──────── Material to process ────────

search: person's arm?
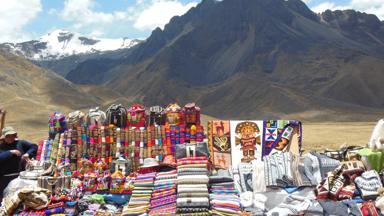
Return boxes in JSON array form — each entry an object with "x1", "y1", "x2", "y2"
[
  {"x1": 0, "y1": 150, "x2": 13, "y2": 163},
  {"x1": 20, "y1": 140, "x2": 38, "y2": 158}
]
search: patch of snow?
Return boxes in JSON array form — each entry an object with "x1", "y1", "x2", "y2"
[{"x1": 2, "y1": 29, "x2": 141, "y2": 60}]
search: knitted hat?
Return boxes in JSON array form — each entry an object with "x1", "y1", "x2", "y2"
[{"x1": 355, "y1": 170, "x2": 383, "y2": 200}]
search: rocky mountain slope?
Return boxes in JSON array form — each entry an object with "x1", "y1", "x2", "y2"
[
  {"x1": 63, "y1": 0, "x2": 384, "y2": 120},
  {"x1": 4, "y1": 0, "x2": 384, "y2": 121}
]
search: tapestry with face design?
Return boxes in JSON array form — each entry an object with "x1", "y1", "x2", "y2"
[
  {"x1": 208, "y1": 120, "x2": 231, "y2": 169},
  {"x1": 230, "y1": 120, "x2": 263, "y2": 168}
]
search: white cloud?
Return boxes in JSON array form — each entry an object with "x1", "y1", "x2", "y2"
[
  {"x1": 134, "y1": 0, "x2": 198, "y2": 31},
  {"x1": 50, "y1": 0, "x2": 139, "y2": 37},
  {"x1": 0, "y1": 0, "x2": 42, "y2": 42},
  {"x1": 48, "y1": 8, "x2": 57, "y2": 15},
  {"x1": 349, "y1": 0, "x2": 384, "y2": 10},
  {"x1": 136, "y1": 0, "x2": 146, "y2": 4},
  {"x1": 349, "y1": 0, "x2": 384, "y2": 19},
  {"x1": 301, "y1": 0, "x2": 311, "y2": 4},
  {"x1": 45, "y1": 0, "x2": 198, "y2": 39},
  {"x1": 311, "y1": 0, "x2": 384, "y2": 20},
  {"x1": 58, "y1": 0, "x2": 118, "y2": 26},
  {"x1": 89, "y1": 29, "x2": 105, "y2": 37},
  {"x1": 311, "y1": 2, "x2": 338, "y2": 13}
]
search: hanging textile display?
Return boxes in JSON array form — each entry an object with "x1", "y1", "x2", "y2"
[
  {"x1": 230, "y1": 121, "x2": 263, "y2": 168},
  {"x1": 208, "y1": 120, "x2": 231, "y2": 169}
]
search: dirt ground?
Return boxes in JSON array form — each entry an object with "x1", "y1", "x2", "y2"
[{"x1": 302, "y1": 122, "x2": 376, "y2": 151}]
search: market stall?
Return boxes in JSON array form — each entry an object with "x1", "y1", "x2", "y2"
[{"x1": 1, "y1": 102, "x2": 382, "y2": 216}]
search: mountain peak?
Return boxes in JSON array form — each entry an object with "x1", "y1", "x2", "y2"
[
  {"x1": 320, "y1": 9, "x2": 384, "y2": 46},
  {"x1": 321, "y1": 9, "x2": 382, "y2": 27},
  {"x1": 284, "y1": 0, "x2": 318, "y2": 21},
  {"x1": 199, "y1": 0, "x2": 217, "y2": 7},
  {"x1": 0, "y1": 29, "x2": 143, "y2": 60}
]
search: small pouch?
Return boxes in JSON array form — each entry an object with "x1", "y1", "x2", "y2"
[
  {"x1": 341, "y1": 160, "x2": 365, "y2": 178},
  {"x1": 47, "y1": 202, "x2": 65, "y2": 209}
]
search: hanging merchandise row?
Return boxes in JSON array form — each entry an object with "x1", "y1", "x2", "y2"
[
  {"x1": 48, "y1": 103, "x2": 201, "y2": 136},
  {"x1": 38, "y1": 123, "x2": 204, "y2": 173}
]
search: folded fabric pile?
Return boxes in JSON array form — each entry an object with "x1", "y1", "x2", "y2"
[
  {"x1": 319, "y1": 200, "x2": 363, "y2": 216},
  {"x1": 122, "y1": 172, "x2": 156, "y2": 216},
  {"x1": 304, "y1": 151, "x2": 341, "y2": 185},
  {"x1": 209, "y1": 173, "x2": 241, "y2": 215},
  {"x1": 267, "y1": 194, "x2": 324, "y2": 216},
  {"x1": 316, "y1": 161, "x2": 368, "y2": 201},
  {"x1": 177, "y1": 156, "x2": 210, "y2": 215},
  {"x1": 149, "y1": 170, "x2": 178, "y2": 215},
  {"x1": 316, "y1": 164, "x2": 357, "y2": 201},
  {"x1": 264, "y1": 152, "x2": 312, "y2": 188}
]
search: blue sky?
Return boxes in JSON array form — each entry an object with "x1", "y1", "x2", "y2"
[{"x1": 0, "y1": 0, "x2": 383, "y2": 43}]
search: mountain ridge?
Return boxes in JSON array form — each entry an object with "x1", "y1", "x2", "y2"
[
  {"x1": 64, "y1": 0, "x2": 384, "y2": 120},
  {"x1": 4, "y1": 0, "x2": 384, "y2": 121}
]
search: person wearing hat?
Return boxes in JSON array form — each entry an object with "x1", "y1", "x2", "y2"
[{"x1": 0, "y1": 126, "x2": 38, "y2": 199}]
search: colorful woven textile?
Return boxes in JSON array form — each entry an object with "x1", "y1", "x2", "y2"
[
  {"x1": 209, "y1": 175, "x2": 241, "y2": 216},
  {"x1": 149, "y1": 170, "x2": 178, "y2": 215},
  {"x1": 123, "y1": 172, "x2": 156, "y2": 215},
  {"x1": 176, "y1": 157, "x2": 209, "y2": 214}
]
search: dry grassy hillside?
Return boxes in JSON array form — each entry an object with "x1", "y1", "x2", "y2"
[
  {"x1": 0, "y1": 51, "x2": 380, "y2": 150},
  {"x1": 302, "y1": 122, "x2": 376, "y2": 151},
  {"x1": 0, "y1": 51, "x2": 128, "y2": 141}
]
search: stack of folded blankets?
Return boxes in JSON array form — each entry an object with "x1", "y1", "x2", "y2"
[
  {"x1": 149, "y1": 170, "x2": 178, "y2": 215},
  {"x1": 209, "y1": 172, "x2": 241, "y2": 215},
  {"x1": 264, "y1": 152, "x2": 317, "y2": 188},
  {"x1": 177, "y1": 156, "x2": 210, "y2": 215},
  {"x1": 122, "y1": 172, "x2": 156, "y2": 216}
]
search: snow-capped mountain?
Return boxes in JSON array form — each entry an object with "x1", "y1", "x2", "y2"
[{"x1": 1, "y1": 30, "x2": 142, "y2": 60}]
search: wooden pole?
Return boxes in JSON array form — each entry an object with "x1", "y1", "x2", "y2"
[{"x1": 0, "y1": 108, "x2": 6, "y2": 137}]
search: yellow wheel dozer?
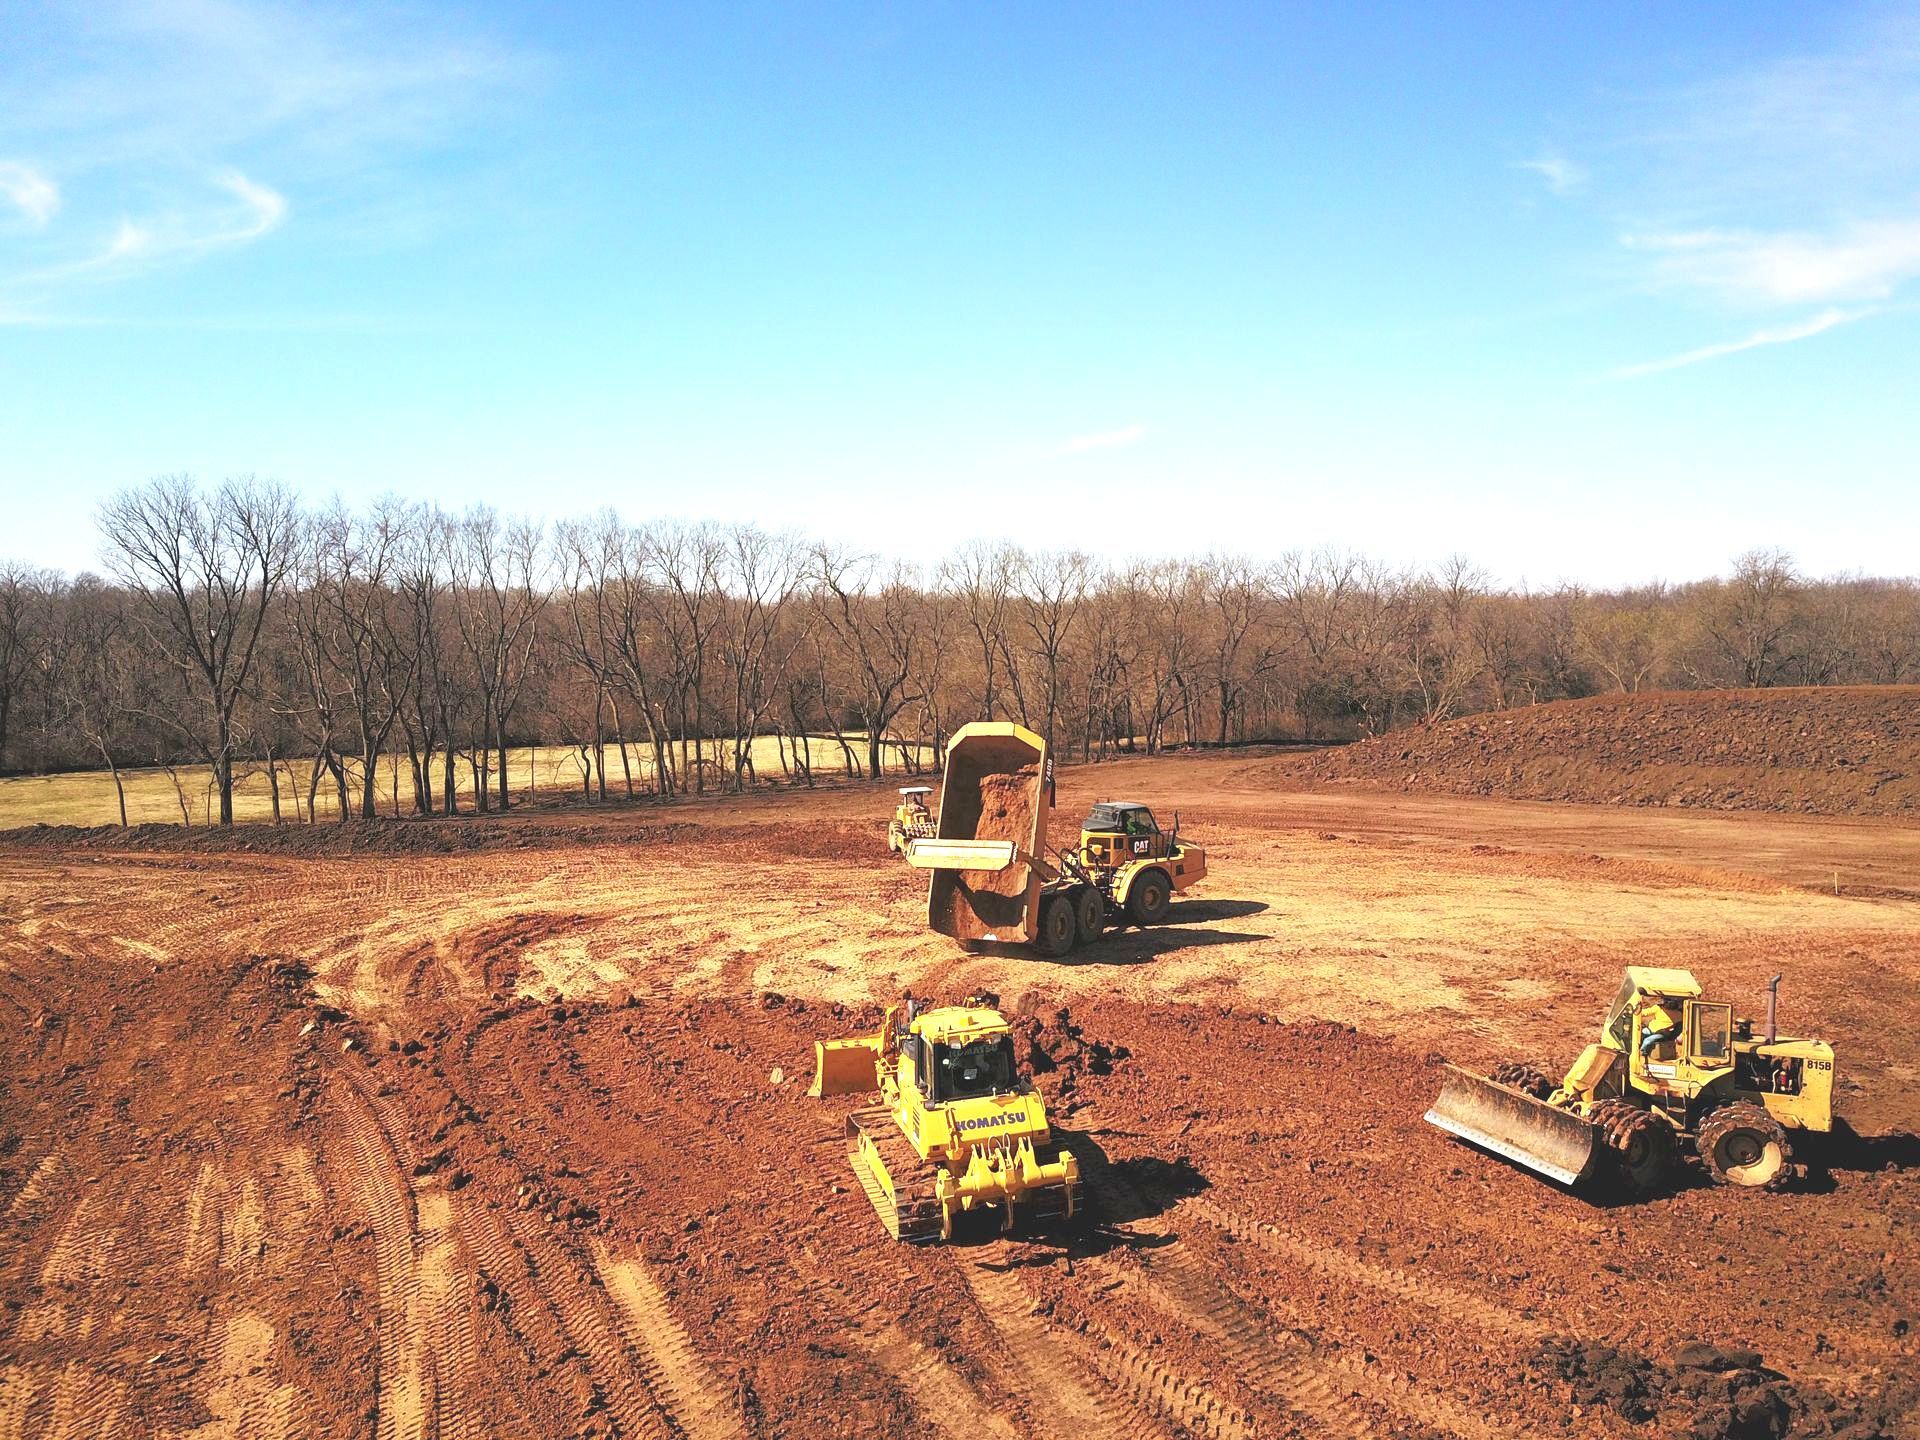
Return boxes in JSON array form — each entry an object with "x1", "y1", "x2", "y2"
[
  {"x1": 809, "y1": 998, "x2": 1080, "y2": 1241},
  {"x1": 1428, "y1": 969, "x2": 1835, "y2": 1197}
]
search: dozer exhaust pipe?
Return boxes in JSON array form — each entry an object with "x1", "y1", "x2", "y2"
[
  {"x1": 1765, "y1": 974, "x2": 1781, "y2": 1044},
  {"x1": 1425, "y1": 1064, "x2": 1602, "y2": 1188}
]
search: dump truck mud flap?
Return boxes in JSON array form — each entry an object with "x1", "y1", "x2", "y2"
[
  {"x1": 1425, "y1": 1064, "x2": 1602, "y2": 1187},
  {"x1": 810, "y1": 1037, "x2": 883, "y2": 1097}
]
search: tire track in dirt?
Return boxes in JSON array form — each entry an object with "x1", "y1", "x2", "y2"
[
  {"x1": 590, "y1": 1237, "x2": 745, "y2": 1440},
  {"x1": 1098, "y1": 1242, "x2": 1525, "y2": 1440},
  {"x1": 328, "y1": 1069, "x2": 438, "y2": 1440},
  {"x1": 854, "y1": 1323, "x2": 1023, "y2": 1440},
  {"x1": 956, "y1": 1257, "x2": 1171, "y2": 1440},
  {"x1": 499, "y1": 1209, "x2": 692, "y2": 1440},
  {"x1": 201, "y1": 1311, "x2": 300, "y2": 1440},
  {"x1": 1184, "y1": 1195, "x2": 1549, "y2": 1342},
  {"x1": 1086, "y1": 1156, "x2": 1530, "y2": 1440}
]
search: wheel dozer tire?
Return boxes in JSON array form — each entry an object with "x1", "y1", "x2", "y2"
[
  {"x1": 1697, "y1": 1102, "x2": 1791, "y2": 1190},
  {"x1": 1070, "y1": 885, "x2": 1104, "y2": 946},
  {"x1": 1126, "y1": 869, "x2": 1171, "y2": 926},
  {"x1": 1489, "y1": 1062, "x2": 1555, "y2": 1100},
  {"x1": 1037, "y1": 894, "x2": 1077, "y2": 957},
  {"x1": 1588, "y1": 1098, "x2": 1675, "y2": 1195}
]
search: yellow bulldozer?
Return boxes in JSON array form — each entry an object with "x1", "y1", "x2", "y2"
[
  {"x1": 903, "y1": 720, "x2": 1206, "y2": 956},
  {"x1": 1427, "y1": 967, "x2": 1835, "y2": 1195},
  {"x1": 886, "y1": 785, "x2": 937, "y2": 855},
  {"x1": 810, "y1": 996, "x2": 1081, "y2": 1241}
]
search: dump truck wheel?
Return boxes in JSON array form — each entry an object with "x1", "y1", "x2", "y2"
[
  {"x1": 1071, "y1": 886, "x2": 1105, "y2": 945},
  {"x1": 1589, "y1": 1099, "x2": 1674, "y2": 1195},
  {"x1": 1037, "y1": 895, "x2": 1077, "y2": 957},
  {"x1": 1698, "y1": 1103, "x2": 1791, "y2": 1190},
  {"x1": 1489, "y1": 1062, "x2": 1555, "y2": 1101},
  {"x1": 1126, "y1": 869, "x2": 1172, "y2": 925}
]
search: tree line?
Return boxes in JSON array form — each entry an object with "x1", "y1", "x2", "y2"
[{"x1": 0, "y1": 475, "x2": 1916, "y2": 826}]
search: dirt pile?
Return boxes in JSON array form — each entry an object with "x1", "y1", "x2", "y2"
[
  {"x1": 1287, "y1": 687, "x2": 1920, "y2": 816},
  {"x1": 1008, "y1": 1002, "x2": 1132, "y2": 1100},
  {"x1": 1527, "y1": 1338, "x2": 1908, "y2": 1440}
]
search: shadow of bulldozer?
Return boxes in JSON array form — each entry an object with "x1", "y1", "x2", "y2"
[{"x1": 943, "y1": 1125, "x2": 1208, "y2": 1257}]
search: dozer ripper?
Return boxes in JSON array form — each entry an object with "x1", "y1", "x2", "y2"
[
  {"x1": 1427, "y1": 967, "x2": 1836, "y2": 1195},
  {"x1": 886, "y1": 786, "x2": 937, "y2": 856},
  {"x1": 903, "y1": 720, "x2": 1206, "y2": 956},
  {"x1": 809, "y1": 997, "x2": 1081, "y2": 1241}
]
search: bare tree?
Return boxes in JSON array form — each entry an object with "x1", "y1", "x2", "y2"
[
  {"x1": 98, "y1": 476, "x2": 298, "y2": 824},
  {"x1": 450, "y1": 507, "x2": 545, "y2": 811}
]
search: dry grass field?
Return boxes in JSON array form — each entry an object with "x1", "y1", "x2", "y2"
[
  {"x1": 0, "y1": 734, "x2": 930, "y2": 829},
  {"x1": 1, "y1": 732, "x2": 1916, "y2": 1439}
]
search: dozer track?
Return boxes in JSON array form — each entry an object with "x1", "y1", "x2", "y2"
[{"x1": 847, "y1": 1106, "x2": 944, "y2": 1243}]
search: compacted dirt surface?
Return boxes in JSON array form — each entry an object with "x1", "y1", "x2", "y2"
[
  {"x1": 3, "y1": 745, "x2": 1918, "y2": 1439},
  {"x1": 1289, "y1": 687, "x2": 1920, "y2": 818}
]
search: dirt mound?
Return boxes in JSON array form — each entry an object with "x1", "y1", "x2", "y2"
[
  {"x1": 1286, "y1": 687, "x2": 1920, "y2": 817},
  {"x1": 1526, "y1": 1337, "x2": 1910, "y2": 1439}
]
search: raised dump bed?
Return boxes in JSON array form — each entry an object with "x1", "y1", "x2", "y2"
[{"x1": 918, "y1": 722, "x2": 1053, "y2": 946}]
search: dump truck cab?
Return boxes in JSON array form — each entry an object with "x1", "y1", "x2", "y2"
[
  {"x1": 1077, "y1": 801, "x2": 1207, "y2": 923},
  {"x1": 1081, "y1": 802, "x2": 1169, "y2": 864}
]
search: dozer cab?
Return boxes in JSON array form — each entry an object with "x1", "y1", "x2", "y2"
[
  {"x1": 1427, "y1": 967, "x2": 1836, "y2": 1195},
  {"x1": 903, "y1": 721, "x2": 1205, "y2": 957},
  {"x1": 809, "y1": 996, "x2": 1081, "y2": 1241},
  {"x1": 887, "y1": 786, "x2": 937, "y2": 855}
]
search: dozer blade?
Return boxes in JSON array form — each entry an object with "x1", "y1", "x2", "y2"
[
  {"x1": 904, "y1": 838, "x2": 1018, "y2": 872},
  {"x1": 1425, "y1": 1064, "x2": 1602, "y2": 1187},
  {"x1": 810, "y1": 1037, "x2": 883, "y2": 1098}
]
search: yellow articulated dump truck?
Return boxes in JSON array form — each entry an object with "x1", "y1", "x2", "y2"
[
  {"x1": 810, "y1": 996, "x2": 1081, "y2": 1241},
  {"x1": 903, "y1": 721, "x2": 1205, "y2": 957}
]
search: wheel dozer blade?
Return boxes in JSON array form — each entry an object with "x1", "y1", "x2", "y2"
[
  {"x1": 1425, "y1": 1064, "x2": 1602, "y2": 1187},
  {"x1": 810, "y1": 1037, "x2": 883, "y2": 1098}
]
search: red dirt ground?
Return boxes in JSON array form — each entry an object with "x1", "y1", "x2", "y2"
[
  {"x1": 2, "y1": 740, "x2": 1917, "y2": 1439},
  {"x1": 1286, "y1": 687, "x2": 1920, "y2": 818}
]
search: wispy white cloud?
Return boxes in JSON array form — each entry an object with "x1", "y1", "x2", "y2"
[
  {"x1": 1621, "y1": 218, "x2": 1920, "y2": 306},
  {"x1": 1516, "y1": 148, "x2": 1586, "y2": 197},
  {"x1": 0, "y1": 161, "x2": 60, "y2": 225},
  {"x1": 1058, "y1": 424, "x2": 1148, "y2": 455},
  {"x1": 0, "y1": 1, "x2": 534, "y2": 322},
  {"x1": 1552, "y1": 11, "x2": 1920, "y2": 379},
  {"x1": 1613, "y1": 307, "x2": 1868, "y2": 379},
  {"x1": 16, "y1": 169, "x2": 287, "y2": 290}
]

────────

Checking each line of the data, count the ones containing "tire", and give only that count.

2